● **Given information**:
=== Begin Enclosure ===

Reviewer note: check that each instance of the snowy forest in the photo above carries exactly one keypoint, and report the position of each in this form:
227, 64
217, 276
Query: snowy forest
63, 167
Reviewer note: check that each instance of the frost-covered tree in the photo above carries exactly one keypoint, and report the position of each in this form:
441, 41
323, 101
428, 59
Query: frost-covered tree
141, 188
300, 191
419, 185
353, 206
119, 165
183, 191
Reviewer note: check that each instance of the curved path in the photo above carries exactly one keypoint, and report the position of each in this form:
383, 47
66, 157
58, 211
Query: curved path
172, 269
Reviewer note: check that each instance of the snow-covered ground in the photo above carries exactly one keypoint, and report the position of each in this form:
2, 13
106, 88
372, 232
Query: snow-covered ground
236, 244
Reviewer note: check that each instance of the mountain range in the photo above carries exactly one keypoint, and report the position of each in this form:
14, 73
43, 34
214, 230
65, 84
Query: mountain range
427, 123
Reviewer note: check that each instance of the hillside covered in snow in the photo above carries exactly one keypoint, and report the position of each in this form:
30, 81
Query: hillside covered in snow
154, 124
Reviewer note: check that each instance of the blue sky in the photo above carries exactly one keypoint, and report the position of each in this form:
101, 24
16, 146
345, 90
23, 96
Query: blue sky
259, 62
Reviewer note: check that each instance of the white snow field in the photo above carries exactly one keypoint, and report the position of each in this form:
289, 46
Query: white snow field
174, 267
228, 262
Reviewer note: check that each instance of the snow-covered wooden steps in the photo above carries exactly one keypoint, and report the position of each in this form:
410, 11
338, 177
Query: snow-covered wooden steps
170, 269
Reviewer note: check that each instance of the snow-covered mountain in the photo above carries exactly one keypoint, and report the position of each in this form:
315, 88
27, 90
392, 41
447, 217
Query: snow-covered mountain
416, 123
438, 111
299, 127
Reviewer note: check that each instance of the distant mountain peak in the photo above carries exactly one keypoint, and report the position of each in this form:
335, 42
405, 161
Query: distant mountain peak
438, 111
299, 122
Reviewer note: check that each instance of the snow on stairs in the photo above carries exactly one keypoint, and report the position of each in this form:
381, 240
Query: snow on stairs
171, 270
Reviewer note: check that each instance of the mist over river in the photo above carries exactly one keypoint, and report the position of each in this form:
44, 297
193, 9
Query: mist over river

=== End Enclosure ===

● **Exercise prompt**: An exact copy of the data is needed.

● **Response to this task**:
Reviewer note: check that each instance of the snowy forest in the photo above carries exactly one keypoint, and report the position of each in this form:
227, 64
217, 276
Query: snowy forest
63, 167
Reviewer note: check that each instance of the frost-covered tree in the photo above carries exactly one keypoint, and report the position of each in this form:
441, 41
323, 101
428, 59
Query: frost-covered tree
141, 188
300, 191
419, 185
353, 206
119, 165
183, 191
Reviewer note: check that each instance of the curved path in the photo above carries exactly one keypoint, and report the position of each in this form:
383, 47
66, 157
58, 211
Query: curved path
172, 269
Reviewer note: check that each instance of the snow-covered ground in the photo above carries exactly one keypoint, and report the position of each in this form:
2, 13
106, 88
372, 232
Query: snow-covered ground
236, 244
Reviewer note: check that each instance of the mountain range in the photo above carries exactly one keypoint, and report the position of each in this form:
14, 73
43, 34
214, 230
65, 84
Query: mountain range
427, 123
Reviewer note: check that each instance of the hillside covered in snow in the photo above carries exactly one keypoint, and report the position of each in this form:
30, 81
Query: hillside covered in snow
154, 124
Reviewer note: check that each instance of the blue sky in the photo above carries exactly one keypoint, and report the position of each in this form:
101, 24
16, 146
345, 90
23, 96
Query: blue sky
259, 62
Reviewer note: check that each instance of the white snow field in the photo above carries exactly one keypoint, and report the position of each in this form:
289, 46
Query: white snow field
174, 267
228, 262
Reviewer note: check that each instance of the snow-covered wooden steps in the photo above carries exactly one keypoint, and report the position of each in this form:
410, 11
338, 177
Query: snow-covered wooden steps
170, 269
Reviewer note: check that each instance of the snow-covered mountain in the photo above carries exactly one keypoint, and report the position of each in this form:
315, 88
27, 90
392, 41
447, 217
Query: snow-covered mountain
416, 123
438, 111
299, 127
Reviewer note: check that each instance of the distant mountain peak in the photo above carries exactly one keypoint, and report the position of each in this form:
335, 42
405, 161
Query: distant mountain peak
438, 111
299, 122
Reviewer note: check that each instance of the snow on stairs in the photo above carries exactly one keypoint, and report the position of each in this form:
381, 240
Query: snow on stairs
171, 270
Reviewer note: check that each instance of the mist over river in the photo above carries exactly one keypoint, and report the position of each in this form:
44, 297
193, 9
Query: mist over river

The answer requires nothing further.